[Boundary labeling lines]

○ ○ ○ ○

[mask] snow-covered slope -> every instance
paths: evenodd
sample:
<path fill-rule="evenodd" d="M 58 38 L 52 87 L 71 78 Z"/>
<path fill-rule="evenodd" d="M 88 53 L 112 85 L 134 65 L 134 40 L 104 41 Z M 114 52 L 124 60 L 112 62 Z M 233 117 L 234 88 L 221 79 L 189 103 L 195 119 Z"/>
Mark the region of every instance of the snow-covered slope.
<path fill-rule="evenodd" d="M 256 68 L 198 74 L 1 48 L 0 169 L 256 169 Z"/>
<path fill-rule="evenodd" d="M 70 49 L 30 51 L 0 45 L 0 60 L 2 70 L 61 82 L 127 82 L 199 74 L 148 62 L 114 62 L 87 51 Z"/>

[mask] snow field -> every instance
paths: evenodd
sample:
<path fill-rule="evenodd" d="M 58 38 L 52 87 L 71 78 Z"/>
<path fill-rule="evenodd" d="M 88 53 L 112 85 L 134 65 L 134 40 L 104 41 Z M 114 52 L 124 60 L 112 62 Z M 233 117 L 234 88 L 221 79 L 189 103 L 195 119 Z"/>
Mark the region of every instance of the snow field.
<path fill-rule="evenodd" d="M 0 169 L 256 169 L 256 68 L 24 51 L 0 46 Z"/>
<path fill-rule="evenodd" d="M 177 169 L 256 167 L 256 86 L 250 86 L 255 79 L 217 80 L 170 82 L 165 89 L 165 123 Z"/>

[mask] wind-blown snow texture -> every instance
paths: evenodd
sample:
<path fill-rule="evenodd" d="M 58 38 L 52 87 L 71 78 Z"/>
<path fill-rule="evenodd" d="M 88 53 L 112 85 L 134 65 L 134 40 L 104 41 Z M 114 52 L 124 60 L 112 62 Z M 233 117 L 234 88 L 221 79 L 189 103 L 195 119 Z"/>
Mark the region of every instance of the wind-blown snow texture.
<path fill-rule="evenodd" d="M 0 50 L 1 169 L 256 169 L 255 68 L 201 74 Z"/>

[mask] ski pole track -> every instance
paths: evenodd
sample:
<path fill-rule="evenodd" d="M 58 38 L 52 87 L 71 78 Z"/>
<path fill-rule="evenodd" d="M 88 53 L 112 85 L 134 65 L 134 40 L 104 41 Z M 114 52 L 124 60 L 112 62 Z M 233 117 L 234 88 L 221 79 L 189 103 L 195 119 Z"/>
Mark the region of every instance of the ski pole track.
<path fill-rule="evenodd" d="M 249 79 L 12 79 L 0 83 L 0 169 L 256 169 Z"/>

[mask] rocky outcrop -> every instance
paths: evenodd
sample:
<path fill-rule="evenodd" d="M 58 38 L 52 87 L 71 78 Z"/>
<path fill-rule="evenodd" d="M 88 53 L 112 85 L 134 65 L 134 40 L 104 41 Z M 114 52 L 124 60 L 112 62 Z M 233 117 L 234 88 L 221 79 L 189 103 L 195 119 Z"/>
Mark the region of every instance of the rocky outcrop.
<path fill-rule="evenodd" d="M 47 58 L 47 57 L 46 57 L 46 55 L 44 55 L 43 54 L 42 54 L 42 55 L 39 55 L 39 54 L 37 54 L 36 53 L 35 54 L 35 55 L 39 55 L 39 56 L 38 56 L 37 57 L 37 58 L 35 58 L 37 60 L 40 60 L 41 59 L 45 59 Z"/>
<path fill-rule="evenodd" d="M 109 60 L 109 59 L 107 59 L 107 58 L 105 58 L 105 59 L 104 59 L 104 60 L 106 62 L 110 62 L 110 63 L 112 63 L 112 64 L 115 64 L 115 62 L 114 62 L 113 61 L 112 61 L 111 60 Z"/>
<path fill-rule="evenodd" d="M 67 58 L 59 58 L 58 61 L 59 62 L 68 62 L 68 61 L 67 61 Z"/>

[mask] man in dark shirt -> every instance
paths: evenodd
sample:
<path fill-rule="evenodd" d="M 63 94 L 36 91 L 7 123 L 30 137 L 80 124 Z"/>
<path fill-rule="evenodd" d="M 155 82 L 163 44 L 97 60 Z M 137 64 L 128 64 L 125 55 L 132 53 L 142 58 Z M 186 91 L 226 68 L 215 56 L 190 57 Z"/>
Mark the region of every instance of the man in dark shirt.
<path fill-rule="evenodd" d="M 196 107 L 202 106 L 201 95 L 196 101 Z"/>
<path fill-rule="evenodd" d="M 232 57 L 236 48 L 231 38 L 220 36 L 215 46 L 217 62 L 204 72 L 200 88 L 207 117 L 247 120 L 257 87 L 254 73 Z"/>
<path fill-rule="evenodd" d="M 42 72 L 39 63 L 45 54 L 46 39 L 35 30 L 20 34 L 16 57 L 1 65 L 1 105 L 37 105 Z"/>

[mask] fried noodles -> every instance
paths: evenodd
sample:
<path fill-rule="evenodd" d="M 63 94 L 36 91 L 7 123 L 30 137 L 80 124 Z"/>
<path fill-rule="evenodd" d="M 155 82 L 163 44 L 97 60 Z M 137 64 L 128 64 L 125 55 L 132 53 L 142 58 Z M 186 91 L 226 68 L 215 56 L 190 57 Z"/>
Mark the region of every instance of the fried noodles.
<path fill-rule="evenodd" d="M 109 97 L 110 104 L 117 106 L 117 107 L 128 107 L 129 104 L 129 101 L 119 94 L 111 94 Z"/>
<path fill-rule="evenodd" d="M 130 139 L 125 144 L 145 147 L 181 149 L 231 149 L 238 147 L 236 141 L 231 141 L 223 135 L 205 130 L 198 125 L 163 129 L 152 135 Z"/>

○ ○ ○ ○

Aim: Reproduce the lines from the beginning through the line containing "1 169 L 256", including both the first line and that line, and nothing beyond them.

Result of this exercise:
[mask] snow-covered slope -> every instance
paths: evenodd
sample:
<path fill-rule="evenodd" d="M 58 38 L 52 87 L 71 78 Z"/>
<path fill-rule="evenodd" d="M 88 53 L 112 85 L 134 65 L 134 40 L 104 41 Z M 114 52 L 124 60 L 112 62 Z M 233 117 L 234 88 L 221 79 L 189 103 L 195 119 Z"/>
Mark the region of every instance of the snow-covered slope.
<path fill-rule="evenodd" d="M 256 68 L 198 74 L 1 48 L 0 169 L 256 169 Z"/>
<path fill-rule="evenodd" d="M 70 49 L 30 51 L 0 45 L 0 60 L 2 70 L 61 82 L 127 82 L 199 74 L 148 62 L 114 62 L 87 51 Z"/>

[mask] snow field -> every instance
paths: evenodd
sample:
<path fill-rule="evenodd" d="M 58 38 L 52 87 L 71 78 Z"/>
<path fill-rule="evenodd" d="M 88 53 L 112 85 L 134 65 L 134 40 L 104 41 Z M 114 52 L 124 60 L 112 62 Z M 233 117 L 234 88 L 221 79 L 189 103 L 195 119 Z"/>
Mark the region of every instance of the snow field.
<path fill-rule="evenodd" d="M 0 169 L 256 169 L 256 68 L 24 51 L 0 46 Z"/>
<path fill-rule="evenodd" d="M 177 169 L 256 167 L 256 86 L 250 86 L 255 79 L 217 80 L 170 82 L 165 89 L 165 123 Z"/>

[mask] wind-blown snow texture -> every instance
paths: evenodd
sample:
<path fill-rule="evenodd" d="M 58 38 L 52 87 L 71 78 Z"/>
<path fill-rule="evenodd" d="M 88 53 L 112 85 L 134 65 L 134 40 L 104 41 Z M 114 52 L 124 60 L 112 62 Z M 233 117 L 234 88 L 221 79 L 189 103 L 195 119 Z"/>
Mark the region of every instance of the wind-blown snow texture.
<path fill-rule="evenodd" d="M 0 50 L 1 169 L 256 169 L 255 68 L 201 74 Z"/>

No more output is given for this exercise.